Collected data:

————

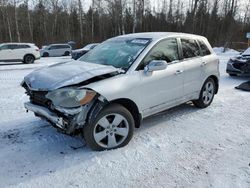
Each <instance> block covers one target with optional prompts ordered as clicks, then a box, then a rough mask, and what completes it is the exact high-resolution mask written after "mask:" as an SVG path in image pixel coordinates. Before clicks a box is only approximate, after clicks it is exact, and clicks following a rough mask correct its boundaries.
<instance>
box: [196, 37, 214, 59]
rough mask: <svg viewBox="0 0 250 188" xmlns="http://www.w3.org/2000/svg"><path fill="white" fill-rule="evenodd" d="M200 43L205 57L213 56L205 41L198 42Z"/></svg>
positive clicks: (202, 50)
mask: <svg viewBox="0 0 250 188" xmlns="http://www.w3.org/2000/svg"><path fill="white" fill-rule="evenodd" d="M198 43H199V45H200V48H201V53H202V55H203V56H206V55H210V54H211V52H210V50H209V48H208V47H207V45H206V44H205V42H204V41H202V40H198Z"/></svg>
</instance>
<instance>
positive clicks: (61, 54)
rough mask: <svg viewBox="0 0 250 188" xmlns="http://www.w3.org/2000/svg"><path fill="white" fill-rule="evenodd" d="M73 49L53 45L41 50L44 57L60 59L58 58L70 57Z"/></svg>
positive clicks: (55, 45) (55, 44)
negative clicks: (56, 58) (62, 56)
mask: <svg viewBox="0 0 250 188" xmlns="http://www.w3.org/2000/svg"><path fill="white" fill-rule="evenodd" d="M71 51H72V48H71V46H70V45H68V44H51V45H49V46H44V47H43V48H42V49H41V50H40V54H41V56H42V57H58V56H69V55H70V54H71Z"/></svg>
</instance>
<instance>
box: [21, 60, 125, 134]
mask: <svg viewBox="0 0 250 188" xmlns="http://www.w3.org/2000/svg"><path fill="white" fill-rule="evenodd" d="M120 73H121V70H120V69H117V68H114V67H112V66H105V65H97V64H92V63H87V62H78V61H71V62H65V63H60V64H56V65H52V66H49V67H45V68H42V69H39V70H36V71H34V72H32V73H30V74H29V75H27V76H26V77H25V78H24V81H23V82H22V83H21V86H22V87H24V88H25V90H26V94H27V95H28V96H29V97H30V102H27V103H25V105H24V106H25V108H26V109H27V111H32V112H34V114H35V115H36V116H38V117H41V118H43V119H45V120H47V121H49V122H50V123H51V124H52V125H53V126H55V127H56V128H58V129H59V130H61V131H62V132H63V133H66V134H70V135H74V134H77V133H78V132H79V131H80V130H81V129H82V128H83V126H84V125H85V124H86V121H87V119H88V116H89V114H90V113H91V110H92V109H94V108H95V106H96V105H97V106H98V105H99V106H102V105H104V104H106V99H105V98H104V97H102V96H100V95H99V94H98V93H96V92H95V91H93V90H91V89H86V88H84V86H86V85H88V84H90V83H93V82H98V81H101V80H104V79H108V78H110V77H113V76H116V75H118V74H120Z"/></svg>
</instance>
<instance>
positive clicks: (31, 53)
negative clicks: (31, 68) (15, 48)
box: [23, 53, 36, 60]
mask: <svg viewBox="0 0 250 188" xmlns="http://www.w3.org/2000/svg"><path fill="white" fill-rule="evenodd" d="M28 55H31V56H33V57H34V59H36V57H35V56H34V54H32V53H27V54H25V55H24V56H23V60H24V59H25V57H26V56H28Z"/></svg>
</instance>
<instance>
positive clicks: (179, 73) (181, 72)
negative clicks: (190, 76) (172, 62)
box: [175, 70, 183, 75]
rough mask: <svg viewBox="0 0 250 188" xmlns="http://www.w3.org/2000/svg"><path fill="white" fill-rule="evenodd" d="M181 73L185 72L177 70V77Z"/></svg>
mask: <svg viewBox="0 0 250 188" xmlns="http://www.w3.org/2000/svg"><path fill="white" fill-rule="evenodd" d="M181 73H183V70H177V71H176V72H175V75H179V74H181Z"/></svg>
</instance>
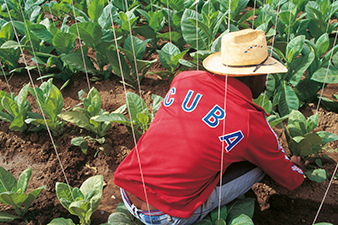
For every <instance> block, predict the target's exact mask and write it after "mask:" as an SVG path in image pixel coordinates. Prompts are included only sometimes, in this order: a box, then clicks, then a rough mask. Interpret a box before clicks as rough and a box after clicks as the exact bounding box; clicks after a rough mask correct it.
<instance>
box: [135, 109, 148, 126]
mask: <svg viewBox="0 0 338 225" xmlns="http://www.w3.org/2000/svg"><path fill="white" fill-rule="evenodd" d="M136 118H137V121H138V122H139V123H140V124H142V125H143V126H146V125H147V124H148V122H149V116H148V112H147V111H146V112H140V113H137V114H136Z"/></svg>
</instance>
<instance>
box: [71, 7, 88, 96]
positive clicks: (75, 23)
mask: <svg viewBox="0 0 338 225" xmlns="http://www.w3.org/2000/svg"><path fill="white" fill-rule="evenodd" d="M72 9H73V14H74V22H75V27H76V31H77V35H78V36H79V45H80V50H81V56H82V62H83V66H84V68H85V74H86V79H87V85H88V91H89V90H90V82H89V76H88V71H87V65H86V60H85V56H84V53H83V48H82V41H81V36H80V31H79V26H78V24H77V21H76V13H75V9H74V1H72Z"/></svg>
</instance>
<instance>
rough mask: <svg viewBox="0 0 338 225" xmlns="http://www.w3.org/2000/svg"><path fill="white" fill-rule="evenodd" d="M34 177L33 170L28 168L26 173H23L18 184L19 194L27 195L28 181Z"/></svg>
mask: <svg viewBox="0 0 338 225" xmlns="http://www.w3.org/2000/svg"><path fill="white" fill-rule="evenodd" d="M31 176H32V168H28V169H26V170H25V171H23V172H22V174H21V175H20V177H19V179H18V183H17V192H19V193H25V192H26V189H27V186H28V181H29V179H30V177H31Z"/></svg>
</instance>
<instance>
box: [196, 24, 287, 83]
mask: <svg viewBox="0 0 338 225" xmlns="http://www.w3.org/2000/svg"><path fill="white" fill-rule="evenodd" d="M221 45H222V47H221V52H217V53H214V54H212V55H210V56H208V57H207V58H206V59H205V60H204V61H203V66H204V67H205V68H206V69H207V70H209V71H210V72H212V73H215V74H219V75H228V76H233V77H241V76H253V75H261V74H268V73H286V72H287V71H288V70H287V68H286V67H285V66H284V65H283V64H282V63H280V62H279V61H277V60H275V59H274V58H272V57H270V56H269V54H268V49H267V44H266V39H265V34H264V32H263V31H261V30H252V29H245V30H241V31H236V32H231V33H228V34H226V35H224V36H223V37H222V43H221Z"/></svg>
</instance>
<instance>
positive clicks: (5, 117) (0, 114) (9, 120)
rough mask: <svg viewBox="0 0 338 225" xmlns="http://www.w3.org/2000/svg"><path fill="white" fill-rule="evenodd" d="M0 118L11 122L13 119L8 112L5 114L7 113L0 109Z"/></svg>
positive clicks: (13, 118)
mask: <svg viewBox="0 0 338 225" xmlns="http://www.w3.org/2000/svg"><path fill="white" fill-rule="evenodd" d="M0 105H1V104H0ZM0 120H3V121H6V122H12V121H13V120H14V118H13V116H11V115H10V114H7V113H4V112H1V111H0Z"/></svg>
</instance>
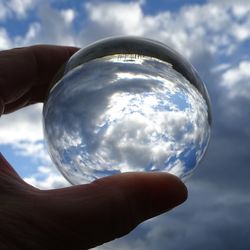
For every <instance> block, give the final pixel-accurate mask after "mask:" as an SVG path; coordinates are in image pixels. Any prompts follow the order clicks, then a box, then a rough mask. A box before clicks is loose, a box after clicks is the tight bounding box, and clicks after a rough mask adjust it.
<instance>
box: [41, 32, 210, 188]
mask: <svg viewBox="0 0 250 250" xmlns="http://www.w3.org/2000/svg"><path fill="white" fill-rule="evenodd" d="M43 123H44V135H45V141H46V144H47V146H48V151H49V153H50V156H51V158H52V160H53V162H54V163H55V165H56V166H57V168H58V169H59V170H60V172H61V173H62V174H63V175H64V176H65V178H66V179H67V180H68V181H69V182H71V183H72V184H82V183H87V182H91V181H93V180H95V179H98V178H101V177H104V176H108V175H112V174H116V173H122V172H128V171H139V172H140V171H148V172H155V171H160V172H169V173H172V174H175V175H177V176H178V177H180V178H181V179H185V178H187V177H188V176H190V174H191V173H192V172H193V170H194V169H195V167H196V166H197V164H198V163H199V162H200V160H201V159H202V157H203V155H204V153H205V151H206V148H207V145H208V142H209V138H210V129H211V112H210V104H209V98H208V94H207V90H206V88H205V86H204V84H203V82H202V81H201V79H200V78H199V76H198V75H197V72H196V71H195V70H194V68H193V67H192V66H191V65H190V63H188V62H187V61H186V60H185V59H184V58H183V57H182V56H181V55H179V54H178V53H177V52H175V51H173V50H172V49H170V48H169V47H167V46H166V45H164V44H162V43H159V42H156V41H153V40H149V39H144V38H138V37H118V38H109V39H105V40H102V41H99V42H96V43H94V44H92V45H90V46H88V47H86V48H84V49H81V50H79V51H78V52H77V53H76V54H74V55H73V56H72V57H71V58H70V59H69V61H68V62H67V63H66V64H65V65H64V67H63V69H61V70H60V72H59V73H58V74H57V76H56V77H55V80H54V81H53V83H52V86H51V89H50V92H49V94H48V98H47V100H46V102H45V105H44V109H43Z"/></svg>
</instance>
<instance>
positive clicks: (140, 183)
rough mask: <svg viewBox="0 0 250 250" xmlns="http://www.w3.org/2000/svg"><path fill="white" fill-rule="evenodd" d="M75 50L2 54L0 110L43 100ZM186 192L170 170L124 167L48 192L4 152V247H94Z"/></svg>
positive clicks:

————

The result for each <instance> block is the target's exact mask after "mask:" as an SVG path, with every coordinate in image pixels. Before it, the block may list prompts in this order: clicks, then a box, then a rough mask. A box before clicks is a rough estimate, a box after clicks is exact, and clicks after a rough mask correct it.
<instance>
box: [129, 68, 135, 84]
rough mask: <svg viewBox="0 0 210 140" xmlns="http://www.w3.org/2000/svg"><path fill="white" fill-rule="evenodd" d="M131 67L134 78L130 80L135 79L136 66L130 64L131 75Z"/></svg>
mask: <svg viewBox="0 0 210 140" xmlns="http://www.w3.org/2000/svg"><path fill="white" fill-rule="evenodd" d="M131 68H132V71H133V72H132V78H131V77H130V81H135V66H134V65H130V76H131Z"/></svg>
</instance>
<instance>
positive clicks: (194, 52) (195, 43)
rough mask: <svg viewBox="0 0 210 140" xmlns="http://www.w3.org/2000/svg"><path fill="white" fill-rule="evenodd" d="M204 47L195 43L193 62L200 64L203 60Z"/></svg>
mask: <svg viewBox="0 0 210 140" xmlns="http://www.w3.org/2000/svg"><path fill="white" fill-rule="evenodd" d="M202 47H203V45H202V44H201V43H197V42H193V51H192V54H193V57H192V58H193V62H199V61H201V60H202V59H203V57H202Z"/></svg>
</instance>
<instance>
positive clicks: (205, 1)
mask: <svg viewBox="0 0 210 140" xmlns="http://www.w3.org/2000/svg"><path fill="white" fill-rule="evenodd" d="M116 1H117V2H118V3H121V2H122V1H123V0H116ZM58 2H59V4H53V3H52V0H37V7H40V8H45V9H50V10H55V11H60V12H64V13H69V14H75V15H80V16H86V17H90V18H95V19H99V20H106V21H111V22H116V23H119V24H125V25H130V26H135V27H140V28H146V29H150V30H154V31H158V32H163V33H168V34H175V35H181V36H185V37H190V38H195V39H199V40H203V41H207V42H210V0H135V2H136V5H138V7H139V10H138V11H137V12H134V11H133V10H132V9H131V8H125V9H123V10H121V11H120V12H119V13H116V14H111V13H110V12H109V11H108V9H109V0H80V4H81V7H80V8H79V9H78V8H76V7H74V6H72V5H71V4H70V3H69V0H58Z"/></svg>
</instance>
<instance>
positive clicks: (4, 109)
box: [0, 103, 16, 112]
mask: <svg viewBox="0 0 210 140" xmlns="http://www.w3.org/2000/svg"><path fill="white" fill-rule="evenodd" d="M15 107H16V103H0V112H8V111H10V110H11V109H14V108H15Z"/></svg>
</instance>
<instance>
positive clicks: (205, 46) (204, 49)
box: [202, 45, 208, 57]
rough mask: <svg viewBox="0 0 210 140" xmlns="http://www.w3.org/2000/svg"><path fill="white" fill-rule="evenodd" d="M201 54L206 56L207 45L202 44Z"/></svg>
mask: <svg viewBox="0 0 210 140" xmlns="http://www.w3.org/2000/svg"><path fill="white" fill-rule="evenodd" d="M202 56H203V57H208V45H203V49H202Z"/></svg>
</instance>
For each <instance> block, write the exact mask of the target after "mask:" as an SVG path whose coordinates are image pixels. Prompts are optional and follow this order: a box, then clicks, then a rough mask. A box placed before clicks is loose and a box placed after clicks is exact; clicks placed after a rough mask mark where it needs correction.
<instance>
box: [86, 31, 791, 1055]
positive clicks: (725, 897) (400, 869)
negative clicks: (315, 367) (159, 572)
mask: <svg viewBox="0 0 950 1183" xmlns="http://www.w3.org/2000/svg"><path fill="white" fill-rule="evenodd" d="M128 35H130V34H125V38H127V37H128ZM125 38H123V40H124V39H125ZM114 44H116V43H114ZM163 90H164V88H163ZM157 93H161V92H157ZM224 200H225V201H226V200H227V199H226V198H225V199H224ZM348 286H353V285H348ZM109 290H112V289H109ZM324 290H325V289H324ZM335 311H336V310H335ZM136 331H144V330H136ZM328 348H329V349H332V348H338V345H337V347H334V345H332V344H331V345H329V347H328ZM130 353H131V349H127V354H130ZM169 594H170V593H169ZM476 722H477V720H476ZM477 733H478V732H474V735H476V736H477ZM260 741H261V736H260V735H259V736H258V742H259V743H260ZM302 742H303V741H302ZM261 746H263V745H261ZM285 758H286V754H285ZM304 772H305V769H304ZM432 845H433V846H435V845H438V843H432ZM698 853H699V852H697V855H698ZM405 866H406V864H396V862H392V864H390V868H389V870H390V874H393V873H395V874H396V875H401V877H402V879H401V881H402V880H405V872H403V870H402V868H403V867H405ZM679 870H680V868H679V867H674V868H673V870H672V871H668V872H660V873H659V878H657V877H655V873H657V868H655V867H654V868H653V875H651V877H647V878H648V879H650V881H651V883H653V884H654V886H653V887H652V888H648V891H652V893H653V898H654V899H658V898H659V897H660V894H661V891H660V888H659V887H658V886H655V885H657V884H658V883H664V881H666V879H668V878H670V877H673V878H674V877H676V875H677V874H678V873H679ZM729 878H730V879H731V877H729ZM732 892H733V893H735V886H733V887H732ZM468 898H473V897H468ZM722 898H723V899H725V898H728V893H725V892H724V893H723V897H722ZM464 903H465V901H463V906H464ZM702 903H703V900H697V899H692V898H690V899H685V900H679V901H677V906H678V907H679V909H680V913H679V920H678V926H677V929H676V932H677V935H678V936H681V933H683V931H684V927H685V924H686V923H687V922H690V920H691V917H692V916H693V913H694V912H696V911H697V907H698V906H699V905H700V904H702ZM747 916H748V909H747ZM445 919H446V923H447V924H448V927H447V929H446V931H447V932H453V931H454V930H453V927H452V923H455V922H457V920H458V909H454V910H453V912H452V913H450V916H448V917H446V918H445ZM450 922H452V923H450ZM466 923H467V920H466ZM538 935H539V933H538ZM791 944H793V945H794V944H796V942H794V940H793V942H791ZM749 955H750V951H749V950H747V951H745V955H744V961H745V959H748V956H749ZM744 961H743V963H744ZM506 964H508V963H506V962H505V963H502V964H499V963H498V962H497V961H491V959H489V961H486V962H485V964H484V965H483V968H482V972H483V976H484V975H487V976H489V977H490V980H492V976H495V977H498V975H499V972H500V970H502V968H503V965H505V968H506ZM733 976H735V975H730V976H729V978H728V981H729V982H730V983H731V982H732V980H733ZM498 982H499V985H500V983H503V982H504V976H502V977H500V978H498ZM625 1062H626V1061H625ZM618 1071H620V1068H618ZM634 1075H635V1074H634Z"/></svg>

————

• What this task involves
Among the lines above, repeat exactly those from the line with "Each <instance> block covers" to the line with "positive clicks: (61, 54)", counting both ends.

• Result below
Each <instance> block covers one target with optional prompts ordered as clicks, then a box, then a rough mask, and what completes it is the exact high-resolution mask written after "mask:" as an SVG path in image pixel coordinates. Before clicks a box is only approximate, after clicks it is exact, and clicks following a rough mask correct its boundaries.
<instance>
box: [196, 37, 214, 59]
rough mask: <svg viewBox="0 0 250 188" xmlns="http://www.w3.org/2000/svg"><path fill="white" fill-rule="evenodd" d="M200 43L205 57L213 56L205 41L198 42Z"/></svg>
positive clicks: (202, 50)
mask: <svg viewBox="0 0 250 188" xmlns="http://www.w3.org/2000/svg"><path fill="white" fill-rule="evenodd" d="M198 43H199V45H200V48H201V53H202V55H203V56H206V55H210V54H211V52H210V50H209V48H208V47H207V45H206V44H205V42H204V41H202V40H198Z"/></svg>
</instance>
<instance>
positive clicks: (61, 54)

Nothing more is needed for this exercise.